_Written task_
Reproduce the entries below verbatim, starting at their first line and continuing up to and including the line that contains "879 468 L 871".

_Data supplied_
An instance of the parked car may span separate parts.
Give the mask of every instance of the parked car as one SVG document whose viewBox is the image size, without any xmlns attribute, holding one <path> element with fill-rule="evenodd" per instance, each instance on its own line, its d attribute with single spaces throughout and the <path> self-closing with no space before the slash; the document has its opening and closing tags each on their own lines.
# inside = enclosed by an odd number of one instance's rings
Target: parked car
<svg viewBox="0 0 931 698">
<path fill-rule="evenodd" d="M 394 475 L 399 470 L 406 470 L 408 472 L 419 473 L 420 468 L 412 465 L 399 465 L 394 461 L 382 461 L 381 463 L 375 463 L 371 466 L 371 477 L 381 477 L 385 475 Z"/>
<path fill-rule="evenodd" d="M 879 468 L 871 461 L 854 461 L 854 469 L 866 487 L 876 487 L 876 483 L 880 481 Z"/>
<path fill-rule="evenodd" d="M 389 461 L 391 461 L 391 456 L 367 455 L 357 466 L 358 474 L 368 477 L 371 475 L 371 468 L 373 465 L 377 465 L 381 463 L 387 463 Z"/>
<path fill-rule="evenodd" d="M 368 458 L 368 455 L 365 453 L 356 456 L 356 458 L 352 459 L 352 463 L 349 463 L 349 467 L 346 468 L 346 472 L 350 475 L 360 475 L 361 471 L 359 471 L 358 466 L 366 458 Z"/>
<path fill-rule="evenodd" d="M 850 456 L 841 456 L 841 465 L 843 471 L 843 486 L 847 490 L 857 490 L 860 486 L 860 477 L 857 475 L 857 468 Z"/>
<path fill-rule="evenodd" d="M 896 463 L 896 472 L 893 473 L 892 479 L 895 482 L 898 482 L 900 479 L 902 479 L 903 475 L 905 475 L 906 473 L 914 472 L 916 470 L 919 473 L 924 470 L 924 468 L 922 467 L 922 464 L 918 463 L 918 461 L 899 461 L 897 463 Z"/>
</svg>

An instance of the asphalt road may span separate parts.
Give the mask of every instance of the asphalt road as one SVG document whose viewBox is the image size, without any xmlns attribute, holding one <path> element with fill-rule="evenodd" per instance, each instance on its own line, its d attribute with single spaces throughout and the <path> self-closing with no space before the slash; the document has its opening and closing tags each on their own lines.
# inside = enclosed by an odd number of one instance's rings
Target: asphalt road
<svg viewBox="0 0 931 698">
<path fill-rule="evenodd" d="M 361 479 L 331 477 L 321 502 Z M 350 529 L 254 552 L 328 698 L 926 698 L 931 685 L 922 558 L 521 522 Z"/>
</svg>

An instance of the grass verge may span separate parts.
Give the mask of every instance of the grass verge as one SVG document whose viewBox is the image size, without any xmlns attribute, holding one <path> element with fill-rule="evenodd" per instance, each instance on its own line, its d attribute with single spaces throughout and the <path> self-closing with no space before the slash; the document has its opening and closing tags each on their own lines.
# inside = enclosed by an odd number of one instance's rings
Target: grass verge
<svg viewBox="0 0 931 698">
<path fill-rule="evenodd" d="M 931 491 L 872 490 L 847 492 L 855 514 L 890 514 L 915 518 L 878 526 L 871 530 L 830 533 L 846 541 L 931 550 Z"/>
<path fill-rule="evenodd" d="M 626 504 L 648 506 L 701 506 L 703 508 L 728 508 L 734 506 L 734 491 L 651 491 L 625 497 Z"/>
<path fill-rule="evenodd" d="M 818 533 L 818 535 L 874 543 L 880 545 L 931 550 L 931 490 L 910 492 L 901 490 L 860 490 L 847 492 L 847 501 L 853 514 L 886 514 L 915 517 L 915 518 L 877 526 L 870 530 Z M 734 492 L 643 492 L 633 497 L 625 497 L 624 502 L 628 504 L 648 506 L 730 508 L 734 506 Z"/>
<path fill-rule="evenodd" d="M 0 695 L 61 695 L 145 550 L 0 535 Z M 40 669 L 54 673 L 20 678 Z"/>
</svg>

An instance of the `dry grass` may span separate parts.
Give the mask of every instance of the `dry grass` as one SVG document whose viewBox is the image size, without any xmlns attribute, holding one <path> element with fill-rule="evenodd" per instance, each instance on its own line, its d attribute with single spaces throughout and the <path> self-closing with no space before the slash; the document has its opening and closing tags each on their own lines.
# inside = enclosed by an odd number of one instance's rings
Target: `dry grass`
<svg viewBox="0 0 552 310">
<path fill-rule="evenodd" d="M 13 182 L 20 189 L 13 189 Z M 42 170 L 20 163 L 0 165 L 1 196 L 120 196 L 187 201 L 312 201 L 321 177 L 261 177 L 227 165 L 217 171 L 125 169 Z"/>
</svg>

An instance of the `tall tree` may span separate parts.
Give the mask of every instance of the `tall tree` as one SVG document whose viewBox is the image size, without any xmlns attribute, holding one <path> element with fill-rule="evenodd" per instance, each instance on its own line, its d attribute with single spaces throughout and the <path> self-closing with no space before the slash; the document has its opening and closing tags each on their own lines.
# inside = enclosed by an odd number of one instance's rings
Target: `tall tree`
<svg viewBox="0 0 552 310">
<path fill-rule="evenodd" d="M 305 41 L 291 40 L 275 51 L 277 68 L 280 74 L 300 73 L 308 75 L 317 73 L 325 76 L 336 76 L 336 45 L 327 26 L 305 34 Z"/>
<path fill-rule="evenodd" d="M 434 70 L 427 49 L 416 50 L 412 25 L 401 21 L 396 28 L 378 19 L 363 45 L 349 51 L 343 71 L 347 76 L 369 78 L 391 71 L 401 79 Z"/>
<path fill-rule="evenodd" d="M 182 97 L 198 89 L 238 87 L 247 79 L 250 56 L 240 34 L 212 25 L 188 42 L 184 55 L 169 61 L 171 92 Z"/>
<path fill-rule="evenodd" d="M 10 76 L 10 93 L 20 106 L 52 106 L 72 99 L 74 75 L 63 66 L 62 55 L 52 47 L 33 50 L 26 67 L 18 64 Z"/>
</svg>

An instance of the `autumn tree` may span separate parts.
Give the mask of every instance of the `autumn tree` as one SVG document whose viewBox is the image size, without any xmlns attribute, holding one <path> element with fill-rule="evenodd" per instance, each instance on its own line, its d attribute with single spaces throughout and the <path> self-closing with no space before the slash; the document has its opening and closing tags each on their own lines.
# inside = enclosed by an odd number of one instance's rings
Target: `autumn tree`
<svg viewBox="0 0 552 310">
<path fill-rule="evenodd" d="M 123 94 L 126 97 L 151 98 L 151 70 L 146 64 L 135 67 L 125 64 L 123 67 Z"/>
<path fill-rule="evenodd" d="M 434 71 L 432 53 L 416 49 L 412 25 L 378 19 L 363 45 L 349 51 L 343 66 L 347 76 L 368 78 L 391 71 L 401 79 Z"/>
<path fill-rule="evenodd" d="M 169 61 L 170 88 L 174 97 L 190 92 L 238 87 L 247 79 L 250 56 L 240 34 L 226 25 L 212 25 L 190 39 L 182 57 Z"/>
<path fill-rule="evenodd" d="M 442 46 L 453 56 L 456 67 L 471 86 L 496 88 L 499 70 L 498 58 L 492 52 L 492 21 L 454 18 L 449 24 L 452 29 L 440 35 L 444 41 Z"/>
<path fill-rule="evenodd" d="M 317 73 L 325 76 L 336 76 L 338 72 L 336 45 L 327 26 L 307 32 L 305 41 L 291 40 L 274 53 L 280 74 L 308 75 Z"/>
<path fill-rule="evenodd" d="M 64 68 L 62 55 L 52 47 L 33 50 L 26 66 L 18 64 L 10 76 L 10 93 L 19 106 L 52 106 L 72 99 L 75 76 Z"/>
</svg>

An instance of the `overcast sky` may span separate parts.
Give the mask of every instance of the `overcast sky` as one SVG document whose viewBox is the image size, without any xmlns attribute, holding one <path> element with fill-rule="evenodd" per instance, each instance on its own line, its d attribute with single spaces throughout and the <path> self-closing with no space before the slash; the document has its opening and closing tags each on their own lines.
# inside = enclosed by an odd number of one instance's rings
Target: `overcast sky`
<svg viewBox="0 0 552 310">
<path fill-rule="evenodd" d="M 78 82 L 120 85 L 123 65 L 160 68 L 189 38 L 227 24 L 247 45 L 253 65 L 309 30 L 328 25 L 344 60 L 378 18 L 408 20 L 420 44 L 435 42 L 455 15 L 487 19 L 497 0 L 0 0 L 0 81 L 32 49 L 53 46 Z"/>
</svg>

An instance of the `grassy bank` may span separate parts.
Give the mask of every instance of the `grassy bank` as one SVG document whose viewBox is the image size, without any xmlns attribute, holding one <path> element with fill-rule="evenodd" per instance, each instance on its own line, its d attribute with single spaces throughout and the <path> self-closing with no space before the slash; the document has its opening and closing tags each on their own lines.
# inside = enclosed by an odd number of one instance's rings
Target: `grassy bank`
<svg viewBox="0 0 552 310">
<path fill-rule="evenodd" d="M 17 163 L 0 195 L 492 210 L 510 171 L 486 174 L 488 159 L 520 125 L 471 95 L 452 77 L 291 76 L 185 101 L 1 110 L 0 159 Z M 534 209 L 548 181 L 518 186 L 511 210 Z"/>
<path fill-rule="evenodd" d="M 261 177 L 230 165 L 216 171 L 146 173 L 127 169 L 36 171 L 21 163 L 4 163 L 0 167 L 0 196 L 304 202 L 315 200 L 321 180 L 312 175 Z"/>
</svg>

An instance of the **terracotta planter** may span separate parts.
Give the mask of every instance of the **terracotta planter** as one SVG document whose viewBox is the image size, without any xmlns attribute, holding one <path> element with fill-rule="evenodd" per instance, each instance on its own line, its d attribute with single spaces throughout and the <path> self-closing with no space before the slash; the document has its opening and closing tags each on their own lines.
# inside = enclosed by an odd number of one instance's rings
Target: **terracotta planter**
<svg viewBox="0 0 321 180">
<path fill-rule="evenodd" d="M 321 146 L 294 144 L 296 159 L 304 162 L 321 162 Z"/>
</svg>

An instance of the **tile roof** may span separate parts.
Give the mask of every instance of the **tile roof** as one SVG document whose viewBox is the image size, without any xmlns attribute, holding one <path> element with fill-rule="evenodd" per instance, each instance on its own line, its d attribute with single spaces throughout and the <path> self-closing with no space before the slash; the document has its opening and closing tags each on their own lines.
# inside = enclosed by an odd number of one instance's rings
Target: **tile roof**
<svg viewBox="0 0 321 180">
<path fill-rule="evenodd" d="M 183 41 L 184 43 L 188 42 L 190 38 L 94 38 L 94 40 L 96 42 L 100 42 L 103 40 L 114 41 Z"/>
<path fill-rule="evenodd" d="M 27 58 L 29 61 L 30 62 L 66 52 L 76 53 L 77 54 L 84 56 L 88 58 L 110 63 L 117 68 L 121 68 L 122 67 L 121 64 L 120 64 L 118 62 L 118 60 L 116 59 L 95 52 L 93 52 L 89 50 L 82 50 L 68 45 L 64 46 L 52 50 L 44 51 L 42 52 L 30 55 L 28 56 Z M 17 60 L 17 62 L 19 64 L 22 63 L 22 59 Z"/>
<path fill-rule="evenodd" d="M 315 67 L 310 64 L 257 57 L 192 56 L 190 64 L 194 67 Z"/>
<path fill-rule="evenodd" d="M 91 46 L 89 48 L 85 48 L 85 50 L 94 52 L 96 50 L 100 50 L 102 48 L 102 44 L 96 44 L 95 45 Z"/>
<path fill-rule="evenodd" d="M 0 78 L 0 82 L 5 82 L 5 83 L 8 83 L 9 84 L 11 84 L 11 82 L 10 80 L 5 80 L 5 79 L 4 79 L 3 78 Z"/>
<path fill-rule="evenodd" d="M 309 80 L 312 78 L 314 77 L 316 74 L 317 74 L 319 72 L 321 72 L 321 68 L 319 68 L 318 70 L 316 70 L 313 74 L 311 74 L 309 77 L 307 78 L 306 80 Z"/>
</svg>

_Task result_
An instance of the parked car may span separate parts.
Give the mask of every instance of the parked car as one SVG document whose viewBox is the image size, without any xmlns attribute, holding one <path> element with fill-rule="evenodd" per instance, each instance on its own line, its d attribute with single spaces throughout and the <path> self-closing with no space before the slash; the document has its opening and closing tags each on their own lines.
# inside = enclosed by an odd number of one instance's rings
Target: parked car
<svg viewBox="0 0 931 698">
<path fill-rule="evenodd" d="M 394 475 L 399 470 L 406 470 L 408 472 L 419 473 L 420 468 L 412 465 L 399 465 L 394 461 L 382 461 L 381 463 L 375 463 L 371 466 L 371 477 L 381 477 L 385 475 Z"/>
<path fill-rule="evenodd" d="M 879 468 L 871 461 L 854 461 L 854 469 L 866 487 L 876 487 L 876 483 L 880 481 Z"/>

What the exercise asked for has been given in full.